* EXERCISE DETAILS: Reproduce the records below exactly, but only between the lines holding "target | narrow green leaf" and "target | flower head", inclusive.

---------- EXERCISE INPUT ----------

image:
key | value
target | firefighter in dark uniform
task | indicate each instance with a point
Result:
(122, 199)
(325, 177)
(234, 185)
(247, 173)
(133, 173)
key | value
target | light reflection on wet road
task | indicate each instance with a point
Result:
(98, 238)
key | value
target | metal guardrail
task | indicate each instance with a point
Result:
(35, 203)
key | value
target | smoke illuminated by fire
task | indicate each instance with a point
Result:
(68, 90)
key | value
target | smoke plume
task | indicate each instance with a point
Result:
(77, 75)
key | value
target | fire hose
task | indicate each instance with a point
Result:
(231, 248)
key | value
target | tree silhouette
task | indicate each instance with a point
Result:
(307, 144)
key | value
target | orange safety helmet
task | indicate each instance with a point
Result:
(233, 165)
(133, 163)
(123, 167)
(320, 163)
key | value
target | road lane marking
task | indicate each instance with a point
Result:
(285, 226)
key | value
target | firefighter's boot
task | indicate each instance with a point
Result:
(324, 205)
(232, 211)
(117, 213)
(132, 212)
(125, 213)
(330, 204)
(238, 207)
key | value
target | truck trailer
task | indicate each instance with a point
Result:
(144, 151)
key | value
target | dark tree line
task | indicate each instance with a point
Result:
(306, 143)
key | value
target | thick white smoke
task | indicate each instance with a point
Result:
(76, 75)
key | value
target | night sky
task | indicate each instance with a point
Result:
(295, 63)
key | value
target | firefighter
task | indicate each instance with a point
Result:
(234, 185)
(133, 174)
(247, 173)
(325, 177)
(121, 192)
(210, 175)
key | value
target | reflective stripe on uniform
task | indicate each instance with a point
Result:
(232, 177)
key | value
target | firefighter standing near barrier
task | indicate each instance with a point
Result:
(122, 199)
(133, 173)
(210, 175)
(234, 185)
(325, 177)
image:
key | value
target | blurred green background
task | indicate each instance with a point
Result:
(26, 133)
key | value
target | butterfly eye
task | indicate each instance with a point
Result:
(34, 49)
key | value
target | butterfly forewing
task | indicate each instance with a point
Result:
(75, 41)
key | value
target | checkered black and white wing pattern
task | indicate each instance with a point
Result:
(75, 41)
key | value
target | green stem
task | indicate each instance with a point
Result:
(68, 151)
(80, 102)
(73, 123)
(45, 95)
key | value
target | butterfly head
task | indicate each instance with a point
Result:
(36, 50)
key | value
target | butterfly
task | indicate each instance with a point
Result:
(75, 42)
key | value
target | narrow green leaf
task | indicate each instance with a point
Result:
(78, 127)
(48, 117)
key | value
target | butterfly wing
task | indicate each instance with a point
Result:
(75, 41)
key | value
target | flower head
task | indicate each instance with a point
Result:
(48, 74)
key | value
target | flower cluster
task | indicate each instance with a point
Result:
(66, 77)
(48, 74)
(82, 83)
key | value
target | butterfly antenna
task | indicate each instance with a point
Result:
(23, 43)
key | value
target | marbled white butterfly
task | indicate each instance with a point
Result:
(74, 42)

----------
---------- EXERCISE INPUT ----------

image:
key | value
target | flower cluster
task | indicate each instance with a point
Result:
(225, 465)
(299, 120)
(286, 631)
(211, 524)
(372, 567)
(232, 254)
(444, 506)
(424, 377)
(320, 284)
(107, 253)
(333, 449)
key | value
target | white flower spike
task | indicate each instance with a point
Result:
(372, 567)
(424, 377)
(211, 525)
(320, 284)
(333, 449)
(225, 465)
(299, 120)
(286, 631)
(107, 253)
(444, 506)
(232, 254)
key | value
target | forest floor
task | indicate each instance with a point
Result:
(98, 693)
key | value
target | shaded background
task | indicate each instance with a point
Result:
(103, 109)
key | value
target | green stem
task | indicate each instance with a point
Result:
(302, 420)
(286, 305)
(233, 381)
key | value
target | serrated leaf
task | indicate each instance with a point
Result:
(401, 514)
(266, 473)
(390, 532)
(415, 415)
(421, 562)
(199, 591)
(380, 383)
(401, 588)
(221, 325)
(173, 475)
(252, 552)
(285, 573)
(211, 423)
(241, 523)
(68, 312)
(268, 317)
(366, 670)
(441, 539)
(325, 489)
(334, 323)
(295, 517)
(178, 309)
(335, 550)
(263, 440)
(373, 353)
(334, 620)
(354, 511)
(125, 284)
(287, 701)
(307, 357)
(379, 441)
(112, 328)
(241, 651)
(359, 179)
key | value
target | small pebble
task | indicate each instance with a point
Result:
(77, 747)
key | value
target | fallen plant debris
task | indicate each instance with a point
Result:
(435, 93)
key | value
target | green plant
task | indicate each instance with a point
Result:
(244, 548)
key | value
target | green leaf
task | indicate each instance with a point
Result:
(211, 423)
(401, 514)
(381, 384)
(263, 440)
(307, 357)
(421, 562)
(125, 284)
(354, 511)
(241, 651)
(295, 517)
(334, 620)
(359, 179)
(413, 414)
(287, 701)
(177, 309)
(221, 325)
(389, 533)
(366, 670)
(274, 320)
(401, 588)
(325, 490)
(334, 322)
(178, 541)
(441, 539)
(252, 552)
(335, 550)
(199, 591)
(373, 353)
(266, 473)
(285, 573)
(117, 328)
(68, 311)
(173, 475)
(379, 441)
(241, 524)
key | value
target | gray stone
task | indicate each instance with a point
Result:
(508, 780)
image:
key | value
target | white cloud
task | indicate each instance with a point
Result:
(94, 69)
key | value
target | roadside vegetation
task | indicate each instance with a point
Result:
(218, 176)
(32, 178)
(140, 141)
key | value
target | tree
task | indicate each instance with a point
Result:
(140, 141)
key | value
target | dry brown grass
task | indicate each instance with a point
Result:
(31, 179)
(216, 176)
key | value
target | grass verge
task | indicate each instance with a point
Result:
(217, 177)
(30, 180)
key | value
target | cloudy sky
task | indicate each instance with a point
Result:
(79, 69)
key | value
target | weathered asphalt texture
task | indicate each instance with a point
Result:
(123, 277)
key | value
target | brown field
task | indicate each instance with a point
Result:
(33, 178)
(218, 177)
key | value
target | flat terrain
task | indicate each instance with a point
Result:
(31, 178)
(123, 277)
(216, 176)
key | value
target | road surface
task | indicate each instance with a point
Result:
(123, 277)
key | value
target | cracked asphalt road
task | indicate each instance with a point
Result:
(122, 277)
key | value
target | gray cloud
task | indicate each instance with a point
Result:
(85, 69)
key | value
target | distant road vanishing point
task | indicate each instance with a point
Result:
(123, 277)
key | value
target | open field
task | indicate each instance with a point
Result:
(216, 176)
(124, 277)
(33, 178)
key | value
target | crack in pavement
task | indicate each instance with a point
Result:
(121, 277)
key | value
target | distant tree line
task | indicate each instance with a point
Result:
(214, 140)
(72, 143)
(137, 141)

----------
---------- EXERCISE INPUT ----------

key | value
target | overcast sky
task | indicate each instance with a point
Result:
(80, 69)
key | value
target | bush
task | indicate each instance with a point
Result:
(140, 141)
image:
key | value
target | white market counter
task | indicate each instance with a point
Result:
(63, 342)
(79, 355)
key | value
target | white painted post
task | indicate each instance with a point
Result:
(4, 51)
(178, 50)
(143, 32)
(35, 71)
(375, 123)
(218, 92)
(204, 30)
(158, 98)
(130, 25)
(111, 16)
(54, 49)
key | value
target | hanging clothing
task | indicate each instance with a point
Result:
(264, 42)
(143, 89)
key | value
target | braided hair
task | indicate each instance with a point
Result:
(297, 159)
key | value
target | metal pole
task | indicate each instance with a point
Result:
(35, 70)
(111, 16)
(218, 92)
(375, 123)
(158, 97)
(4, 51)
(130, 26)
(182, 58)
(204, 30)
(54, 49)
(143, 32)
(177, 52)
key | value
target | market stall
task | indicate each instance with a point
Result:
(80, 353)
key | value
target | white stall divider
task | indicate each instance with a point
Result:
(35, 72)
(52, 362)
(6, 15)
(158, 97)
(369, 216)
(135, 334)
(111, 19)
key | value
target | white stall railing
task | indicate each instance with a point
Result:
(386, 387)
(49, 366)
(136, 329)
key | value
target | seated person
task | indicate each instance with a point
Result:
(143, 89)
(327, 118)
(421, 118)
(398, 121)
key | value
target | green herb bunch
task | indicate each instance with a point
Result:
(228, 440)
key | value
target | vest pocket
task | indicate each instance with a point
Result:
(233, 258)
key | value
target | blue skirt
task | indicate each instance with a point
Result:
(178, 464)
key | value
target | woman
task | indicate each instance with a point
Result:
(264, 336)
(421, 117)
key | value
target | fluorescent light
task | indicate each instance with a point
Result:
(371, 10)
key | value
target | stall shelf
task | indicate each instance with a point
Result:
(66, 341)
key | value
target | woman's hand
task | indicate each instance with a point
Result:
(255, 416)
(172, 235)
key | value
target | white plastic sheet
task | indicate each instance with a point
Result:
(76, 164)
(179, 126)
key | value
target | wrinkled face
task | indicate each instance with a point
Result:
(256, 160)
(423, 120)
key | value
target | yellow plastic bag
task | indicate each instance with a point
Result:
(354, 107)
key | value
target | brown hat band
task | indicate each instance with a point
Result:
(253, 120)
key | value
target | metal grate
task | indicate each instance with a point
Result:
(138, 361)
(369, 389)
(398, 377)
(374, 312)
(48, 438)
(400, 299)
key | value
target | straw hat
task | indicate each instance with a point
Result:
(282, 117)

----------

* RESULT FOR THIS TASK:
target | narrow green leaf
task | indicate each instance with a point
Result:
(78, 127)
(48, 117)
key | value
target | butterfly wing
task | indicate each instance with a point
Result:
(75, 41)
key | value
target | flower head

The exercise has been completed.